# Need Help with DNS



## JudeZimZam (Jul 3, 2014)

So, recently my site grew far past what I planned and I'm being requested to add more and more to the site. Shared hosting didn't provide the room or bandwidth i needed so I switch to a VPS to accommodate. The only issue I'm having is that I cannot get a DNS going to get this working. As far as I've read I just edit the named.conf and set up the zones and I'm good to go... Not the case; or so I assume. I can't get named to start to save my life. Maybe I'm missing something. If anyone can help please do. I've set up a dummy domain I got from freenom to test before transferring everything from the other site.

Jude


----------



## D. Strout (Jul 3, 2014)

Find out where BIND logs to and post the error logs. On Ubuntu, BIND logs to /var/log/syslog - Google around if you're not sure of the log location on the distro you're using. Which distro are you using, BTW?


----------



## tonyg (Jul 3, 2014)

Why not just go with managed DNS from someone like dnsmadeeasy.com?


----------



## splitice (Jul 3, 2014)

Or rage4? Their DNS services have a free tier that your traffic might not exceed.


----------



## JudeZimZam (Jul 3, 2014)

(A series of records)
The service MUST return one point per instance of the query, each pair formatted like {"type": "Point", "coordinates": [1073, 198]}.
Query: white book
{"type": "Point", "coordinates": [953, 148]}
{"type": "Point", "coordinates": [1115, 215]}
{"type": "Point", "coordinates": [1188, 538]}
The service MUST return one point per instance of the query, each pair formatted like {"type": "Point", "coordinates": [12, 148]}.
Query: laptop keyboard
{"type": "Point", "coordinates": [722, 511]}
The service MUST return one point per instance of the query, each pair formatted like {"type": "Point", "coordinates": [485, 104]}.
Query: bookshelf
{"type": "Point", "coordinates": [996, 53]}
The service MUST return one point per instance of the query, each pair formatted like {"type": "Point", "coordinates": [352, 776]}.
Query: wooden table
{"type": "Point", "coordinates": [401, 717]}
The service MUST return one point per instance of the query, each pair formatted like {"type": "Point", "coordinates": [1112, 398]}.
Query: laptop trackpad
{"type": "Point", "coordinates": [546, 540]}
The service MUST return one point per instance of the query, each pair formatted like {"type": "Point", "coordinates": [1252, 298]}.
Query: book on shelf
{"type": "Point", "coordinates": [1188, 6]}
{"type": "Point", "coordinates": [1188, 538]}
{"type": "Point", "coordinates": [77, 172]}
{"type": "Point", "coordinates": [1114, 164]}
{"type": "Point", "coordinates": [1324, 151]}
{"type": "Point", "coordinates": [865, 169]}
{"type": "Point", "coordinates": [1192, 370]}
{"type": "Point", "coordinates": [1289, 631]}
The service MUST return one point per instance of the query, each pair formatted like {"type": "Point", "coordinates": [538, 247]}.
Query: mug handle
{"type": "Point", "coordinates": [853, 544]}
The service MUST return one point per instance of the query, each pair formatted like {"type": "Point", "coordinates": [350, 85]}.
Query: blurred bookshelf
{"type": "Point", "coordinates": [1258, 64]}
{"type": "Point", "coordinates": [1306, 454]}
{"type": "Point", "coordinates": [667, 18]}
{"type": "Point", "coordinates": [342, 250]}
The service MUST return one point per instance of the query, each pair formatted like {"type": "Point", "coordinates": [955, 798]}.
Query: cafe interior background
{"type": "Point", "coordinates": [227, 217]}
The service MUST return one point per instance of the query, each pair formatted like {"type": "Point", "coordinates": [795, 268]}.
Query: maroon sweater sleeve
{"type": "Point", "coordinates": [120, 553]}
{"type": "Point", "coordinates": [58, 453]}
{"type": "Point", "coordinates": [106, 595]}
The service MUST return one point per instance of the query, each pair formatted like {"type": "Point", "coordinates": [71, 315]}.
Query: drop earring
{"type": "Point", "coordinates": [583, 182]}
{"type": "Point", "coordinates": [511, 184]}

Work instructions:
1. Extract the stretch of the DNS forum thread from "So, recently my" through "the other site.".
2. Answer these questions on the DNS forum thread:
(a) According to D. Strout, where does BIND log on Ubuntu?
(b) Which site does tonyg name as a source of managed DNS?
(c) Where did JudeZimZam get the dummy domain used for testing?
3. Carry on the DNS forum thread from its final line.
The data here have no connection to the DNS forum thread.

Answers to the problems:
1.
So, recently my site grew far past what I planned and I'm being requested to add more and more to the site. Shared hosting didn't provide the room or bandwidth i needed so I switch to a VPS to accommodate. The only issue I'm having is that I cannot get a DNS going to get this working. As far as I've read I just edit the named.conf and set up the zones and I'm good to go... Not the case; or so I assume. I can't get named to start to save my life. Maybe I'm missing something. If anyone can help please do. I've set up a dummy domain I got from freenom to test before transferring everything from the other site.

2.
(a) /var/log/syslog
(b) dnsmadeeasy.com
(c) freenom

3.
D. Strout said:


> Find out where BIND logs to and post the error logs. On Ubuntu, BIND logs to /var/log/syslog - Google around if you're not sure of the log location on the distro you're using. Which distro are you using, BTW?


Okay I've attached what I believe is the issue take a look maybe you'll know how to fix this



tonyg said:


> Why not just go with managed DNS from someone like dnsmadeeasy.com?





splitice said:


> Or rage4? Their DNS services have a free tier that your traffic might not exceed.


I'm not one for change. This one is pretty small and I like what they have to offer.


----------



## D. Strout (Jul 4, 2014)

Clearly, bind does not have the permission to open the configuration files. If you created them as root, you should change the ownership to the BIND user.


----------



## syncrohost (Jul 26, 2014)

he.net provides free zone forwarding up to 50.  You should give them a try.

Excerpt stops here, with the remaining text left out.